### Text excerpt

Those sobering numbers motivated Kaan Gunay, a Stanford graduate and longtime Habitat for Humanity volunteer, to cofound Firefly, a San Francisco startup that works directly with rideshare drivers to install advertising displays on top of their cars. It today launched out of beta after 50 ad campaigns and 110,000 hours of testing with pilot participants. The company announced that it has raised $21.5 million in seed funding led by NFX, with participation from Pelion Venture Partners, Tencent cofounder Jason Zeng’s Decent Capital, and former Shutterfly CEO and Softbank Vision Fund managing director Jeffrey Housenbold.
They join previous investors including Stanford’s StartX Fund, Chesterfield Investments, Industry Ventures, Muse Capital, Cross Culture Ventures, Lime founders Toby Sun and Brad Bao, and Patrick Schwarzenegger.
“Unlike many other startups, we started Firefly with a community-first mentality — we sought to have community baked into our product, ingrained in the DNA of our company, rather than tacked on as an afterthought,” Gunay said. “To do that, we’re working closely with stakeholders from all aspects of urban communities that drive value, wages and insights.”
Firefly’s digital screens, which display remotely programmable geotargeted ads and public service announcements for national and regional brands, small businesses, and charities, tap into the fast-growing worldwide out-of-home ad market, which is expected to reach $38 billion this year. Firefly’s screens earn the average driver an additional $300 per month, the company claims, or roughly 20 percent more profit.
Toward that end, they’ve already posted pretty impressive numbers. Firefly says its network gets 150 million impressions per month across 40,000 square miles of coverage, with over 650,000 hours of content played to date.
Firefly isn’t the first startup to piggyback on ridesharing platforms with a supplementary service. Cargo, an in-car commerce startup that partners with brands across confectionery, electronics, cosmetics, and more, raised $22.5 million in September for tech that lets ridehailing passengers access goods during their trip.
But Firefly’s not strictly a commercial venture. It donates a minimum of 10 percent of all inventory to promote local not-for-profit organizations, public sector announcements, and non-commercial organizations such as advocacy groups and community organizations, and an additional 10 percent of unsold screen time to non-chain small businesses like coffee shops, restaurants, and boutiques.
“With Firefly, we’re building a smart city network that works for the city, to better the lives of all of the people that live and work within it,” Gunay said.
The Coalition for Clean Air, one of the early beneficiaries, says a geofenced ad in Downtown LA, Santa Monica, and Hollywood timed to coincide with Clean Air Day received 2.9 million impressions over the course of a 4-week campaign.
“The Coalition for Clean Air was thrilled to partner with Firefly to spread a vital message promoting shared rides over solo trips for California Clean Air Day,” Brian Sheridan, director of development at the Coalition for Clean Air, said. “The platform helped us to reach strategic areas of Los Angeles to drive our message. With the benefit of Firefly’s donated ads, we were able to make our day of action an even bigger success than ever. We look forward to partnering with Firefly on even more innovative efforts in the future to ensure cleaner air for everyone.”
There’s a data-sharing element to the business, too — Firefly works with local municipal governments to provide info on city mobility, predestrian movement, and air quality.
“Firefly is unique because they’ve built a cutting edge data platform with a human-oriented approach,” James Currier, managing partner at NFX, said. “Building on a series of network effects in their technology, they have a unique opportunity to positively modernize cities and towns by connecting people, governments and businesses. They can be an important piece in building smarter, safer and more sustainable cities, driving social good at the local level.”

######
### Record set

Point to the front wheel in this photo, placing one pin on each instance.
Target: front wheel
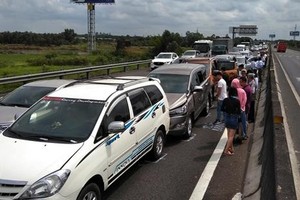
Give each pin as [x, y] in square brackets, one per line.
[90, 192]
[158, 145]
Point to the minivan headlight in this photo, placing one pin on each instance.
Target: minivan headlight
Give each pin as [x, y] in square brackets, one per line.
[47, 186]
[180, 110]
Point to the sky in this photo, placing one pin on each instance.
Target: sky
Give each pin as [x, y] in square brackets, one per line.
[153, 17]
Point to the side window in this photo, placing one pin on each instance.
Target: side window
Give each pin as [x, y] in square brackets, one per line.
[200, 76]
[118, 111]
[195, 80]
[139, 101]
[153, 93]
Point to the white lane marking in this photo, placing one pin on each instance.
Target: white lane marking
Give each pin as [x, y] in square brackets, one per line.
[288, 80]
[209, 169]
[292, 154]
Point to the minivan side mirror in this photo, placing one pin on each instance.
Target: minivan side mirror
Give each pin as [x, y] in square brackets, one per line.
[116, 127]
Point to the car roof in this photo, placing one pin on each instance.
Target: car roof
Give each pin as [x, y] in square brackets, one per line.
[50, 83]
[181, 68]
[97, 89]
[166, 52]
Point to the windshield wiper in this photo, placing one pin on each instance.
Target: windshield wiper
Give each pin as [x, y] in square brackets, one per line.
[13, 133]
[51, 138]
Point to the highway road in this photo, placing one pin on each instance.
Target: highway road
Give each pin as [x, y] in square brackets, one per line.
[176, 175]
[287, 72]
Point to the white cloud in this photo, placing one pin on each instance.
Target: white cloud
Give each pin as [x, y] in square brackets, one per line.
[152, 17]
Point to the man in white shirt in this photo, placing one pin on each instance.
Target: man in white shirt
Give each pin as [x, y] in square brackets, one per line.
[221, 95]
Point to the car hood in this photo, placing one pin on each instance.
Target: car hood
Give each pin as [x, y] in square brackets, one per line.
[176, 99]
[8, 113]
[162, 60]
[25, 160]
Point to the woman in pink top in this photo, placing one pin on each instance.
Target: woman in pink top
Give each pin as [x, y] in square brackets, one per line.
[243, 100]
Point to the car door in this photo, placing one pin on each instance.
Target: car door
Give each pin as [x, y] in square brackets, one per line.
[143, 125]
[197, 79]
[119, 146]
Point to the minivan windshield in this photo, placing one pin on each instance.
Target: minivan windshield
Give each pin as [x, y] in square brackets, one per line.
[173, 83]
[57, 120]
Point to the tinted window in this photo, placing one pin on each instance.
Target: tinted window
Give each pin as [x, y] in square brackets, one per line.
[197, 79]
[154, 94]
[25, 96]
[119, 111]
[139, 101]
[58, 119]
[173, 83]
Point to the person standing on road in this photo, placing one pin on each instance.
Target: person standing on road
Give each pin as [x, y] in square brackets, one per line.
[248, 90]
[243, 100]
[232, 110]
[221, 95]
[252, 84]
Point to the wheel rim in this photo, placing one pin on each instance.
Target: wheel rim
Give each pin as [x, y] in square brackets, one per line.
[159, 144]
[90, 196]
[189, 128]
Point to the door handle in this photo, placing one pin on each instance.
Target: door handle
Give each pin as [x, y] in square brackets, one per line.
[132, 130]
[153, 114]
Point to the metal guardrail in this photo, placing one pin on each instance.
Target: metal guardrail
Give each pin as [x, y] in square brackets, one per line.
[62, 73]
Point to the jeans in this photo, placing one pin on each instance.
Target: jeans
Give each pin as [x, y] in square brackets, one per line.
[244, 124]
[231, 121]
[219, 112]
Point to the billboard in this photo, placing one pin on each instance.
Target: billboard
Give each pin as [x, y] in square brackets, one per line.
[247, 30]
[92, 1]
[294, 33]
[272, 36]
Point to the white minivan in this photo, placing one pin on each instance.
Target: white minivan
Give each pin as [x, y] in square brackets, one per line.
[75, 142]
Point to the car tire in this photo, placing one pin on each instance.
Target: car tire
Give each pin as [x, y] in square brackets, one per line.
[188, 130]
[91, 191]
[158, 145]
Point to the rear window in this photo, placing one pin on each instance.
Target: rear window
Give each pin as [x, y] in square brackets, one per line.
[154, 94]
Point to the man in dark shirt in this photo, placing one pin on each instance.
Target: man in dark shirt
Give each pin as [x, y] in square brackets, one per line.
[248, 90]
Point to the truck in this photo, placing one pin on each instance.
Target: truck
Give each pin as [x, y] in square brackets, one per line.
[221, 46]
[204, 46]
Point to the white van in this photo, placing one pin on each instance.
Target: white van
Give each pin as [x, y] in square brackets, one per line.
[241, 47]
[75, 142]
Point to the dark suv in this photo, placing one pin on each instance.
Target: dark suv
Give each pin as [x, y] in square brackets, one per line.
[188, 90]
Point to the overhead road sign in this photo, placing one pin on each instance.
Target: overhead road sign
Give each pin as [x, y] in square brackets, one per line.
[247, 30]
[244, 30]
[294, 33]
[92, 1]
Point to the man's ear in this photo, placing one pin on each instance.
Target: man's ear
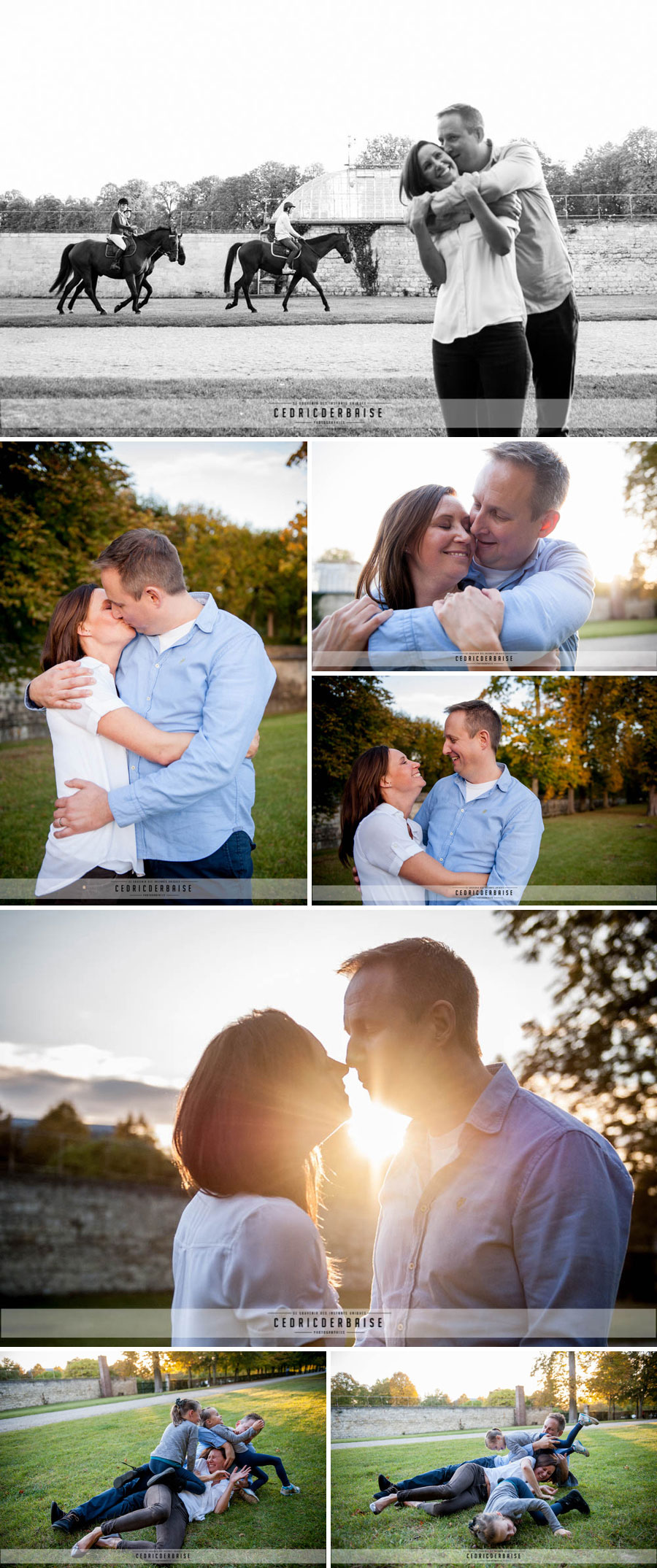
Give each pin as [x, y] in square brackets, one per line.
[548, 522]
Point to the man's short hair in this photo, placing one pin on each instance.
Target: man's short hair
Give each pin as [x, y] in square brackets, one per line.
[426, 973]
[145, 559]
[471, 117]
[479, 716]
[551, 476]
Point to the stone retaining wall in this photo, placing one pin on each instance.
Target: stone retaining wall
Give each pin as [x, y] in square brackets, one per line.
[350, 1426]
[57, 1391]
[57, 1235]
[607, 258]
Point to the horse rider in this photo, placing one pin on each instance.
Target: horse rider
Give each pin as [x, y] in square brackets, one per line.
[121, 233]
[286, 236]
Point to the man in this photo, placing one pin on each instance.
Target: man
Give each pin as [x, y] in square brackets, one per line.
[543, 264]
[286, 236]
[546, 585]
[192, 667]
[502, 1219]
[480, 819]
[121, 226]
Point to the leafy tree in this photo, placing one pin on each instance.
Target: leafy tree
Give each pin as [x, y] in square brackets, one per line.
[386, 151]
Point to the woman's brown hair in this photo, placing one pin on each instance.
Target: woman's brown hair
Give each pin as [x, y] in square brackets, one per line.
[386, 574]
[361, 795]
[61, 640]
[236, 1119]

######
### Record set

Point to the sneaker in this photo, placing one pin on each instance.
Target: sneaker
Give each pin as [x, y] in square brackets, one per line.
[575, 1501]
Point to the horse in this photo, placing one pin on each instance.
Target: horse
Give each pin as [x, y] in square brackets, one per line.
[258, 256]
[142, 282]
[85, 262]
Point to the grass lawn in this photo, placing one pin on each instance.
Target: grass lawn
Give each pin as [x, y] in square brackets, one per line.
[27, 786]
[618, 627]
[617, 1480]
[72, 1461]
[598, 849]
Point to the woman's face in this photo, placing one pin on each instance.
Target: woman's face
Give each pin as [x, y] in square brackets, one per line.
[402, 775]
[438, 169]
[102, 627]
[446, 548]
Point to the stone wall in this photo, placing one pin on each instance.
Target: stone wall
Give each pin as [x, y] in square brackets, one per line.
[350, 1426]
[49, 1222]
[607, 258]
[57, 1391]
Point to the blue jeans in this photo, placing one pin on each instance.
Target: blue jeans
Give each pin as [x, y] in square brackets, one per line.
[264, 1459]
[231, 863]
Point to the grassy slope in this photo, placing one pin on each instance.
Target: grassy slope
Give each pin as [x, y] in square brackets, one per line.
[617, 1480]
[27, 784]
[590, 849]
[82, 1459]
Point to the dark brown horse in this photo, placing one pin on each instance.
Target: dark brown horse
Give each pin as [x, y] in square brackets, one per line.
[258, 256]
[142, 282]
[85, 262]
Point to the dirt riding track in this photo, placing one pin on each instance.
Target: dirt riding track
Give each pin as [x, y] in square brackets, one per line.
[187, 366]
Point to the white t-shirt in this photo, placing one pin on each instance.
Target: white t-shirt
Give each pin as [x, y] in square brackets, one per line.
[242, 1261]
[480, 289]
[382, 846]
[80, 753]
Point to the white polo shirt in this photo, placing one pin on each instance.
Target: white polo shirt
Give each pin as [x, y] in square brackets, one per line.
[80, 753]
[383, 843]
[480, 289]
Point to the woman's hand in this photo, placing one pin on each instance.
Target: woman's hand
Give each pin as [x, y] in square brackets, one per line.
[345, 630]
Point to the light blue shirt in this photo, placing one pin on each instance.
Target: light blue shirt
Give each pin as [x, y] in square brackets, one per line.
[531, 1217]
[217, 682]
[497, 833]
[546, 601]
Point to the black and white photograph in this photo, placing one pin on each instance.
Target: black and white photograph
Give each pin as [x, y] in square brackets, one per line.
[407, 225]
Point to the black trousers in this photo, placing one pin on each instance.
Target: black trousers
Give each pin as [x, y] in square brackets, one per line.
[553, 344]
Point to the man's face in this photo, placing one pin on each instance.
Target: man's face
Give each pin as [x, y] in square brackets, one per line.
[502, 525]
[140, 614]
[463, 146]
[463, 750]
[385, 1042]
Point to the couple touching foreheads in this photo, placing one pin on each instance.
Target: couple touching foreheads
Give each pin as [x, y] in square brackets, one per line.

######
### Record set

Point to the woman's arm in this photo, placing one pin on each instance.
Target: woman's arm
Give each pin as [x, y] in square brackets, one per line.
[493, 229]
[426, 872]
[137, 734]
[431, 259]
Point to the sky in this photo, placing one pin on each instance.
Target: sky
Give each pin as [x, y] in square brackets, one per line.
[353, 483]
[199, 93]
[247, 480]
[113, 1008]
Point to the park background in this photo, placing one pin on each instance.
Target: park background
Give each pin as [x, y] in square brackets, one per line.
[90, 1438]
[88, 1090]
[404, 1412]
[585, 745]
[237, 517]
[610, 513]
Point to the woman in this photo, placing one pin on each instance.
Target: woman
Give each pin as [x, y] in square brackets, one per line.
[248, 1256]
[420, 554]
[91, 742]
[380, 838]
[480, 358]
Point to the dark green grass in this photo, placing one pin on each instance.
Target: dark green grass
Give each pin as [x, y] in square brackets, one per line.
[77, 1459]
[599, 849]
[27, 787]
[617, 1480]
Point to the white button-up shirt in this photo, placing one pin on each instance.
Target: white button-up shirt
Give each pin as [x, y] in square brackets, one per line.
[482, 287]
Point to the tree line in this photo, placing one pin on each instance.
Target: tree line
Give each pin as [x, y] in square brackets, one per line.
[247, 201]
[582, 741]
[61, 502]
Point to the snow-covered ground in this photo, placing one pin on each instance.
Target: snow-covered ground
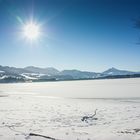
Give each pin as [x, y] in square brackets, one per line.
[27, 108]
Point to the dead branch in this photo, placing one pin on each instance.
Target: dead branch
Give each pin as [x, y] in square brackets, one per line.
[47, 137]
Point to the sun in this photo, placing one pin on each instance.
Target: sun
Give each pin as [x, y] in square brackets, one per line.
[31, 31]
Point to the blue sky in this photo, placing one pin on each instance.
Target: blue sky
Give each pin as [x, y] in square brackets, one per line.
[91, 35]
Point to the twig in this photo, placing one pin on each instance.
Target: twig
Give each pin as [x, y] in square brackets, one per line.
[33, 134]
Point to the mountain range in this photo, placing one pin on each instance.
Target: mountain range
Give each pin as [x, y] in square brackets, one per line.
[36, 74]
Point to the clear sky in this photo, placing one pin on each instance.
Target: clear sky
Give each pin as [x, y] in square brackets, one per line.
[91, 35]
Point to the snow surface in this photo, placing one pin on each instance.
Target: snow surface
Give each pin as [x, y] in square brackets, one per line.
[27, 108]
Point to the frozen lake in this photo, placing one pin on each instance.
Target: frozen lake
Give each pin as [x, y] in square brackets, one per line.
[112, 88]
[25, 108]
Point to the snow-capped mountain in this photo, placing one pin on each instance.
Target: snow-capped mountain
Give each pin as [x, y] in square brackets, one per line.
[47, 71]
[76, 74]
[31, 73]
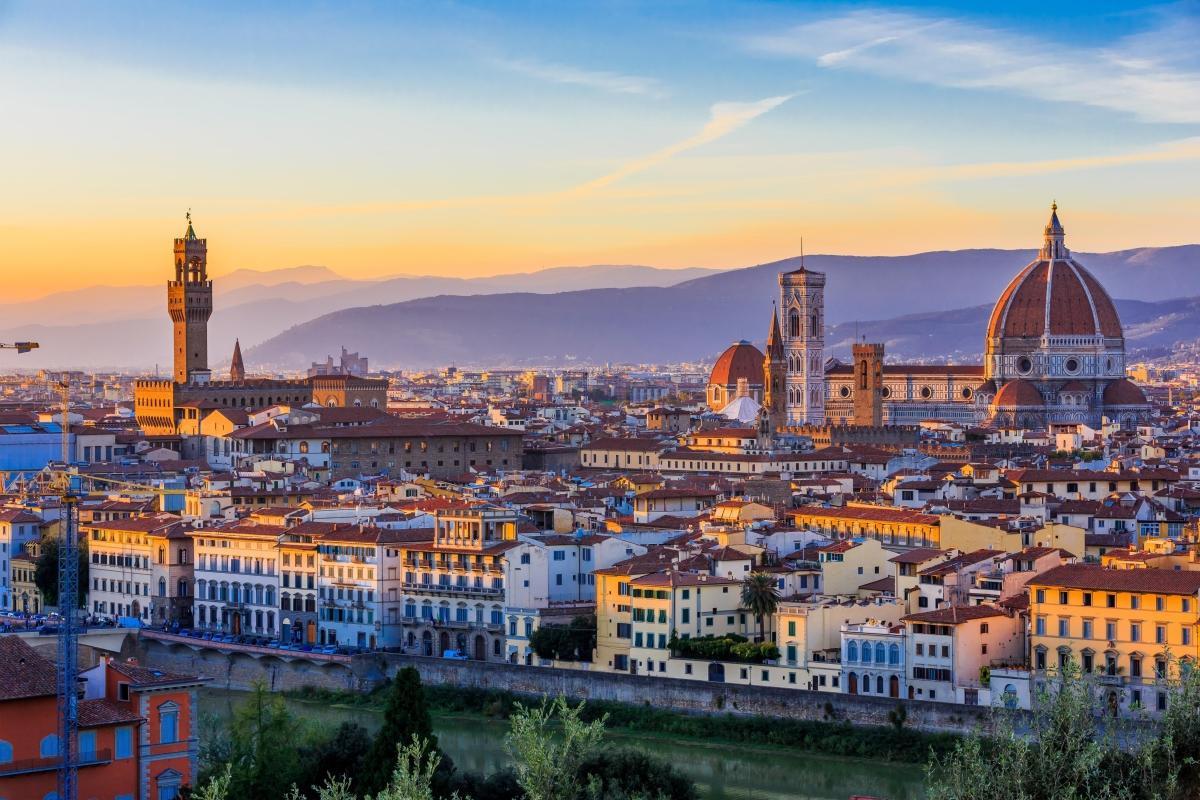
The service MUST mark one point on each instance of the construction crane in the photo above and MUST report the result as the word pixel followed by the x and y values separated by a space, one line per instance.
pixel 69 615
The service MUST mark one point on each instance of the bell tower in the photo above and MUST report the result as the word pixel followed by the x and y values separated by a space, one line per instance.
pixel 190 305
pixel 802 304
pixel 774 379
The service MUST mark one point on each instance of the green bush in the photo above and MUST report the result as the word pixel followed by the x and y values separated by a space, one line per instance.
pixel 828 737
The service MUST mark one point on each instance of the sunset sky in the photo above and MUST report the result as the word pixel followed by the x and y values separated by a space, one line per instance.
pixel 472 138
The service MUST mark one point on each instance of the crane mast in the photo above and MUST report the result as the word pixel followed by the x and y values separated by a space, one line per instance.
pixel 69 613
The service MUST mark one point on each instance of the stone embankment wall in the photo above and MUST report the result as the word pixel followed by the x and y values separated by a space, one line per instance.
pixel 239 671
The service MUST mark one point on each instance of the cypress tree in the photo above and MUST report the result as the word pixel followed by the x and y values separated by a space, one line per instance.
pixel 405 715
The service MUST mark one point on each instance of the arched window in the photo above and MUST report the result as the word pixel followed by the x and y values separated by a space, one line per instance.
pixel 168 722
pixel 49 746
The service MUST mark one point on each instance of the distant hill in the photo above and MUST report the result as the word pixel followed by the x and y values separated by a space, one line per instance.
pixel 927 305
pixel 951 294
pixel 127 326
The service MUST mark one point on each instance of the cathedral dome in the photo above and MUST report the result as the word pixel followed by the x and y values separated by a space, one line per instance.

######

Required action 1:
Return the passage from the Firefly article that opens with the words containing "They join previous" and closes with "and Patrick Schwarzenegger.", copied word for word.
Required action 2:
In the Firefly article, how much seed funding did Firefly raise, and which firm led the round?

Expected output 1:
They join previous investors including Stanford’s StartX Fund, Chesterfield Investments, Industry Ventures, Muse Capital, Cross Culture Ventures, Lime founders Toby Sun and Brad Bao, and Patrick Schwarzenegger.

Expected output 2:
$21.5 million, led by NFX.